How to Build a PC Wisely—A Complete Guide to PC Building (Part 2)

#4 Power Supply Selection

This is, in my opinion, the most essential Non-Semiconductor component of the entire system, as it delivers power to all of your parts and if the quality of the power supply unit is bad, then it might end up dying and frying all your other precious components. Even worse, some of the terrible ones might even catch on fire when it is overloaded and burn your house down. So make sure to purchase a well-built power supply from reputable brands and don’t cheap out on it.

One of the most critical measure for a good Power Supply is its efficiency. This table below shows that for a high-end mainstream system that would consume about 400W during a combined load (gaming or workstation workload) and the amount of power you would pull from the wall socket (AC Input) VS. The Watts Lost as heat. To calculate the Watts Lost numbers by yourself, take the component power draw (DC power draw) and divide it by the power supply efficiency, and use the calculated amount subtracted by the component power draw.

DC Output AC Input Efficiency Watts Lost
Minimum ATX Efficiency Requirement 400W 667W 60% 267W
Typical low cost PSU 400W 571W 70% 171W
80 PLUS PSU 400W 500W 80% 100W
80 PLUS Bronze PSU 400W 471W 85% 71W
80 PLUS Silver PSU 400W 455W 88% 55W
80 PLUS Gold PSU 400W 444W 90% 44W
80 PLUS Platinum 400W 435W 92% 35W

Choosing a highly efficient power supply is absolutely crucial for workstation computers, as they are usually on for a long time doing lots of calculations. Here we assume that the PC is on doing calculations 12 hours a day on both CPU and GPU, pulling a combined wattage of 500W, and the rest of the days the owner games on it for 2 hours pulling 400W and the other 8 hours leaving it on idle which draws about 80W, which will yield a combined average throughout a day of 343.33W. This will calculate the cost of ownership per year using different efficiency values. The cost per year value is estimated using the electricity price of 12¢/kWh, and the cost may vary depending on where you live.

#####

| REQUEST 1 |
Move every line of the records below into your reply, including the requests and their format samples unchanged. Add 52 to each coordinate in the answers, and leave the pictures out.

#####

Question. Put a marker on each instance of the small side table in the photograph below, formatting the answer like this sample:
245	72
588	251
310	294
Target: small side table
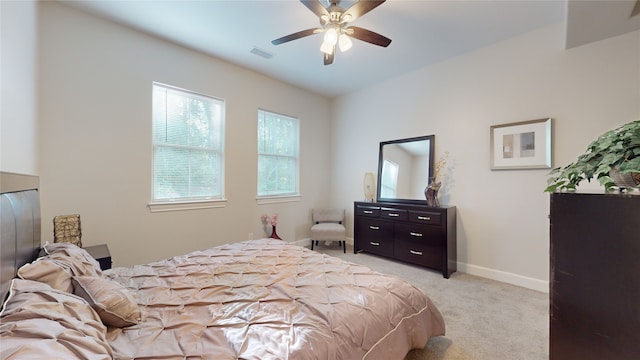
100	253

#####

| REQUEST 2 |
Carry on the power supply guide, starting right after its last sentence.

| OUTPUT 1 |
Question. Put a marker on each instance of the small side table in the photograph below, formatting the answer like this sample:
245	72
588	251
310	294
Target: small side table
152	305

| OUTPUT 2 |
Efficiency Level kWh/year Cost per Year
Minimum ATX Efficiency Requirement (60%) 5012.67kWh $601.52
Typical low cost PSU (70%) 4296.57kWh $515.59
80 PLUS PSU (80%) 3759.50kWh $451.14
80 PLUS Bronze PSU (85%) 3538.35kWh $424.60
80 PLUS Silver PSU (88%) 3417.73kWh $410.13
80 PLUS Gold PSU (90%) 3341.78kWh $401.01
80 PLUS Platinum (92%) 3269.13kWh $392.30

Another important measure for a good power supply purchase is the maximum power it can actually deliver. Firstly, you should decide whether you will overclock the system or not. If you won’t, add up all the TDP for your components and multiply it by 2, that way the power consumption will land at about the dead center of the Power Supply’s efficiency curve, which is usually the place that will have the highest efficiency.

PSU efficiency curve
This graph shows a Platinum efficiency power supply efficiency curve with 115V AC input and 230V AC input. Using 220V AC input will be more efficient than 120V AC. Image Source: Corsair.com

The reputable brands of Power Supply include EVGA, Corsair, Seasonic, CoolerMaster, Thermaltake, Silverstone (SFF), you decide which power supply you would like to purchase, but there really shouldn’t be much difference since most of them are provided by the same supplier (Superflower).

#5 Graphics Cards Selection

Overview

The GPU is the component that would throw out the most Single-Precision Floating Point calculations, also knows as FP32 calculations and the metric to measure the performance is named TFLOPS (Tera-Floating point Operations per Second) or GFLOPS for lower speeds, and 1000GFLOPS = 1TFLOPS. There are also applications that take advantages of Half-Precision FLOPS, aka FP16, such as Artificial Intelligence Training and Inference. Due to the vast amount of data generated by a neural network, higher precision of numbers are generally not required to achieve same or mostly similar results. Also, since the precision is reduced, modern GPUs can handle 16-bit float numbers twice as fast as 32-bit float numbers, for example, AMD’s Vega architecture and Nvidia’s Pascal architecture (Server only) allows 1 FP32 : 2 FP16 instructions, while Nvidia’s Turing and Volta architecture can handle 1 FP32 : 4-5 FP16 instructions, making it very advantageous for AI and Deep Learning. With scientific workloads that requires high numerical precision, FP64 could be a necessity, and for consumer GPUs AMD GPU such as Vega and Vega 2nd Generation have significantly higher FP64 numbers than Nvidia’s gaming counterparts.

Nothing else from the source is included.